» **Document excerpt**:
----
Evidence-based messaging: Students’ main motivation is the appeal of throwing a great party—one that will go smoothly and where their guests will be comfortable and happy. Scare tactics don’t work. For this feature, as always, SH101 is following evidence-based practices in health communication and harm reduction. We acknowledge the social and sexual realities of young adulthood and empower students to make healthy choices for themselves and their communities.

Expert writer, consultants, and reviewers: The feature is written by Hana Awwad, a student affairs fellow at Yale University. Ms. Awwad works on alcohol harms reduction programming and sexual culture change. Working with Dr. Melanie Boyd, a leading voice in campus sexual assault education, Ms. Awwad helps manage a group of diverse undergraduates tasked with building a more positive sexual climate. As always, the piece incorporates input from our Professional Advisory Board—primarily college health educators—and our Student Advisory Board.

Video: The accompanying video was created by students. It shows a fictionalized scenario demonstrating a simple, effective bystander intervention.
----
Stored data

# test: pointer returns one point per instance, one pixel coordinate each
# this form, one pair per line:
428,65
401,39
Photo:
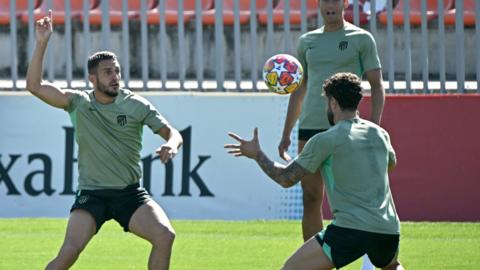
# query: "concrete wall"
209,51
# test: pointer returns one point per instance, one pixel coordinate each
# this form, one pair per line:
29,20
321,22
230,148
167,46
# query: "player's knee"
395,265
71,250
165,236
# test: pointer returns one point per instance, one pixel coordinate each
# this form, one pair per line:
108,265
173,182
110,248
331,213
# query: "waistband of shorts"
----
» **Tasks to perform**:
(1) Answer these about the SH101 feature description:
(a) What is students' main motivation, as the description states it?
(b) Who wrote the feature, and what is her position?
(c) Who created the accompanying video?
(2) Please carry on with the SH101 feature description from where it stops, after the paragraph about the video.

» **Task-by-task answers**:
(1)
(a) The appeal of throwing a great party, one that goes smoothly and where guests are comfortable and happy.
(b) Hana Awwad, a student affairs fellow at Yale University.
(c) Students.

(2)
Modifications for editions:

  • For conservative schools that tread carefully around sensitive topics, the feature has been modified. Like the standard version, it makes clear that successful parties need not involve alcohol. It acknowledges and addresses alcohol consumption in interactive popup content rather than on the page. Any references to physical intimacy are discreet.
  • For nontraditional schools, this feature more directly acknowledges that parties may be held in the community rather than on campus.

Reminder: Through 2015-16 we are unifying SH101 sexual assault content with the hashtag #GetEmpowered—a positive and compelling concept. We are also using the term “sexual culture” and focusing primarily on positive (desirable) behaviors.

Briefly, here’s what else we have going on in October:

What does spirituality mean to you?
Research has documented a close association between spirituality and psychological resilience. We asked college students what spirituality means to them and how it helps them navigate the challenges of college life. This piece outlines the core concepts associated with psychological resilience—a recurring theme in SH101—and provides glimpses into how students are building their resilience via religious practice, prayer and meditation, exposure to nature and the arts, self-care, support groups, and so on.

Get your nature on
This piece profiles new ways that students are getting active outdoors and provides resources for getting started. It’s accompanied by a fabulous Instagram image—an example of one of our new student-generated content elements (see our September letter).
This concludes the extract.